Bir sömürü aracı: Süper kahramanlar
Hollywood, sömürgeciliğin artık başka bir boyuta geçtiği yirminci yüzyılda, bir sömürge aracı olarak ortaya çıktı. Amerikan pop kültürünü ve sinemayı, dünyayı yeni sömürme aracı olarak gören Hollywood, insanlara gerçeklikle bağlantısı olmayan kahramanlar sundu. Hâlbuki kahramanlar, hiçbir menfaat beklemeden insanları koruyan kimselerdir. Hollywood'un ortaya koyduğu, Hristiyan ve Yahudi inancından beslenen ve asla yenilmeyen "süper kahramanlar" acaba neyi koruyorlar?
Giriş Tarihi: 07.09.2021
18:44
Güncelleme Tarihi: 20.06.2023
11:01
Sesli dinlemek için tıklayınız.
Bir misyonerlik faaliyeti olarak Amerikan sineması
➡ Misyonerlik zaman içerisinde şekil değiştirdi. Sinema sayesinde artık misyonerlerin uzun seneler boyunca farklı ülkelerde gezip dinlerini anlatmalarına gerek kalmadı. Bir noktada Hristiyanlık ve Yahudiliğin dünya görüşlerini kendi içerisinde harmanlayan Amerika, Hollywood yoluyla bu kimliği kitlelere empoze etti. Amerikan kültür çalışmalarının ne anlama geldiğini ve Hollywood endüstrisini Turkuvaz Kitap'tan çıkan "Suç Ortağı Hollywood, Kaan'ın Kitabı" isimli eserinde ele alan Alev Alatlı;
"Hristiyan Apolojetiği 'nin yerini Amerikan 'Cinema Industry'sinin aldığını düşünürüm. Amerikan inançlarını savunan, Amerikan yaşam biçimini akılcı temellerle açıklamaya çalışan, kendi inançlarını dünyanın geri kalanına dayatan Hollywood müesses nizamı, kapitalizm, yayılmacılık, yaşam biçimi, kültür emperyalizmi gibi olgulara yönelen itirazlara uygun açıklamalar getirmeye, sosyalizm gibi, İslam gibi dünya görüşlerinin aksayan yanlarını ortaya dökmeye çabalar. Hal buyken 'sanat hayattan esinlenir, hayatı doğrudan ya da sembolik düzeyde taklit eder ya da etmelidir' diyorsak, Amerikan sinemasına sanat demek olası değildir. Amerika'da hayat Hollywood tarafından biçimlendirilmekte olup, şedit, trajik, grotesk, kaba gülünçlüklerden tuhaf ve olmayacak şakalardan yararlanan, bağdaşmaz durumları birleştiren, gülünç ve abartılı üslupta zengin manzaralar sunarak akıp gider. Bu bağlamda ABD her telden çalan bir 'sanat reprodüksiyonu'dur adeta…" sözleri ile Amerikan kültürü ve Hollywood'un kafa kâğıdını çıkarıyor.

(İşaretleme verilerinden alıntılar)
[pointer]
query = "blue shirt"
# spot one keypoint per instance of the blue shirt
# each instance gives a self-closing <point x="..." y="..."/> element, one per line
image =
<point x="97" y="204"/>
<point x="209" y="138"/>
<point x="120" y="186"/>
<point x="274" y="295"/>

### Problem 1
Kayıtlardaki tüm satırları, "blue shirt" ifadesini "red shirt" ile değiştirip geri kalan her şeyi olduğu gibi bırakarak yeniden yazar mısın?
### Problem 2
Hollywood ve süper kahramanlar konulu yazıya, son cümlesinden sonra devam eder misin?

### Görev Cevabı 1
[pointer]
query = "red shirt"
# spot one keypoint per instance of the red shirt
# each instance gives a self-closing <point x="..." y="..."/> element, one per line
image =
<point x="97" y="204"/>
<point x="209" y="138"/>
<point x="120" y="186"/>
<point x="274" y="295"/>

### Görev Cevabı 2
Bir misyonerlik faaliyeti olarak Amerikan sineması
➡ Alatlı'nın argümanları sayesinde sanatın Amerikan toplumundan uzak olduğunu ve Hollywood'un bir estetik ölçüden ziyade sanatı bir kitle imha silahı olarak kullandığını görüyoruz. Bu anlayış neticesinde Amerika sadece kültürünü ihraç edemediği ülkeleri işgale başlamış, kendi kültürünün taşıyıcılığını yapan diğer devletlere iyi davranmıştır. Çünkü manevi bir bakışı olmayan anlayış ortaya güzel bir eser, düşünce koyamaz.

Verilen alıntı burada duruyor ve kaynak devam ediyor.